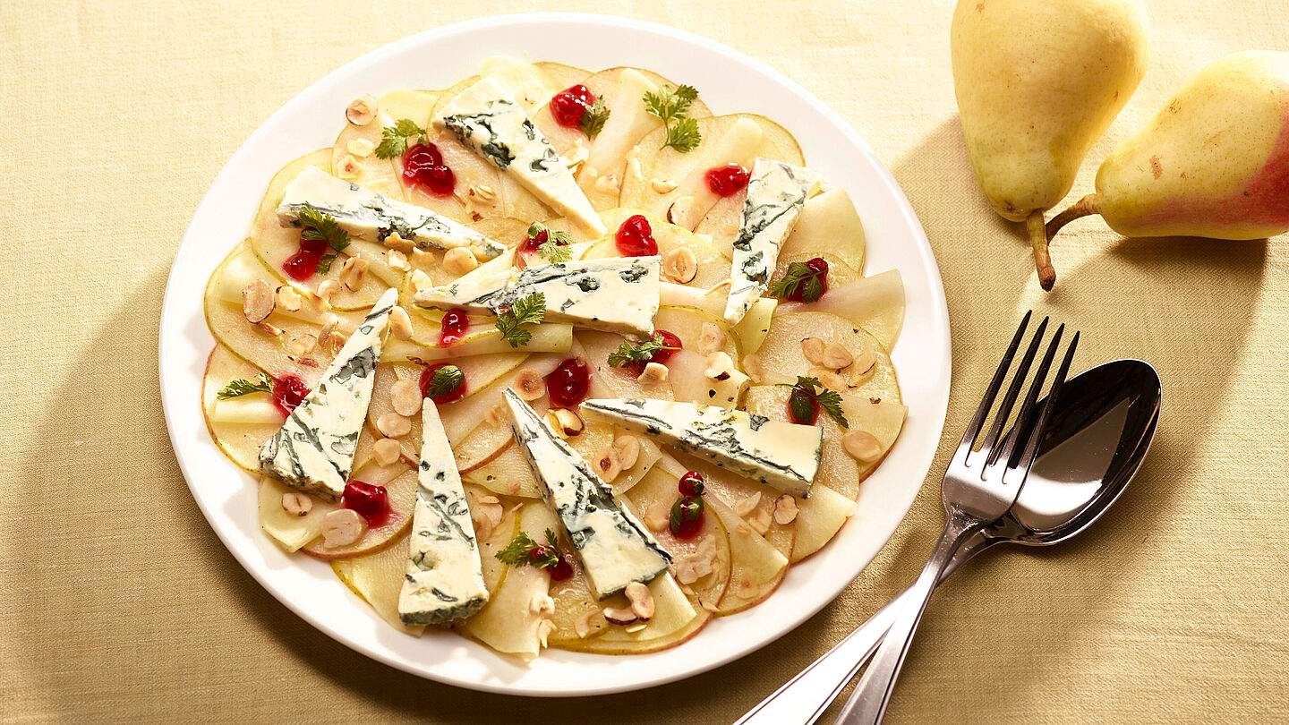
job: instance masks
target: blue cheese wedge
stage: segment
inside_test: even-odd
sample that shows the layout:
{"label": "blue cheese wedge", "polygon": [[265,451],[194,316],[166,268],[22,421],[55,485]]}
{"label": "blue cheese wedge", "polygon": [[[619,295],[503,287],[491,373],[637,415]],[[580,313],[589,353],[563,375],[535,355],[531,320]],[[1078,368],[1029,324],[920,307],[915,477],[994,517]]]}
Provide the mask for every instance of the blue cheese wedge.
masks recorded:
{"label": "blue cheese wedge", "polygon": [[535,292],[545,297],[545,323],[572,323],[619,334],[654,334],[660,288],[659,257],[605,257],[539,264],[465,284],[423,289],[412,303],[431,310],[495,313]]}
{"label": "blue cheese wedge", "polygon": [[434,128],[450,130],[547,206],[596,235],[608,233],[568,165],[496,79],[481,79],[463,90],[434,119]]}
{"label": "blue cheese wedge", "polygon": [[567,531],[596,596],[605,599],[665,571],[670,555],[630,511],[617,506],[612,489],[577,452],[513,390],[505,391],[505,401],[514,440],[538,479],[541,498]]}
{"label": "blue cheese wedge", "polygon": [[295,223],[300,218],[302,206],[312,206],[334,217],[344,231],[365,239],[382,241],[397,233],[420,249],[446,250],[463,246],[486,259],[507,249],[500,241],[447,217],[338,179],[317,166],[305,168],[286,184],[277,215]]}
{"label": "blue cheese wedge", "polygon": [[474,524],[434,402],[422,408],[420,467],[407,573],[398,595],[405,624],[440,624],[487,604]]}
{"label": "blue cheese wedge", "polygon": [[795,497],[809,495],[824,454],[824,428],[697,402],[597,399],[588,419],[657,437],[686,453]]}
{"label": "blue cheese wedge", "polygon": [[733,240],[726,323],[737,325],[770,286],[782,245],[820,175],[809,169],[758,157],[748,179],[748,199]]}
{"label": "blue cheese wedge", "polygon": [[385,290],[315,387],[259,452],[260,470],[284,484],[339,501],[353,467],[382,335],[398,290]]}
++++++++++
#### Exercise requirements
Using the records above, output their complete text exactly, minus any images.

#### Solution for this problem
job: instance masks
target: blue cheese wedge
stage: segment
inside_test: even-odd
sample that shows the layout:
{"label": "blue cheese wedge", "polygon": [[265,451],[194,316],[166,268],[22,421],[55,485]]}
{"label": "blue cheese wedge", "polygon": [[[619,295],[503,287],[491,373],[637,415]],[[580,313],[589,353],[563,375],[535,355],[531,320]],[[1078,368],[1029,324],[920,307],[915,477],[994,517]]]}
Provide the mask for every instance of the blue cheese wedge.
masks recorded:
{"label": "blue cheese wedge", "polygon": [[535,292],[545,297],[545,323],[572,323],[619,334],[654,334],[660,288],[659,257],[605,257],[539,264],[465,284],[423,289],[412,303],[431,310],[495,313]]}
{"label": "blue cheese wedge", "polygon": [[434,128],[450,130],[547,206],[596,235],[608,233],[568,165],[496,79],[481,79],[463,90],[434,119]]}
{"label": "blue cheese wedge", "polygon": [[567,531],[596,596],[605,599],[665,571],[670,555],[630,511],[617,506],[612,489],[577,452],[513,390],[505,391],[505,401],[514,440],[538,479],[541,498]]}
{"label": "blue cheese wedge", "polygon": [[295,223],[300,218],[302,206],[312,206],[334,217],[344,231],[365,239],[382,241],[397,233],[420,249],[446,250],[463,246],[486,259],[507,249],[500,241],[447,217],[338,179],[317,166],[305,168],[286,184],[277,215]]}
{"label": "blue cheese wedge", "polygon": [[474,524],[434,402],[422,408],[420,467],[407,573],[398,595],[405,624],[440,624],[487,604]]}
{"label": "blue cheese wedge", "polygon": [[795,497],[809,495],[824,454],[824,428],[697,402],[597,399],[588,419],[657,437],[686,453]]}
{"label": "blue cheese wedge", "polygon": [[733,240],[726,323],[737,325],[770,286],[782,245],[820,175],[809,169],[758,157],[748,179],[748,199]]}
{"label": "blue cheese wedge", "polygon": [[385,290],[315,387],[259,452],[260,470],[284,484],[339,501],[353,467],[382,335],[398,290]]}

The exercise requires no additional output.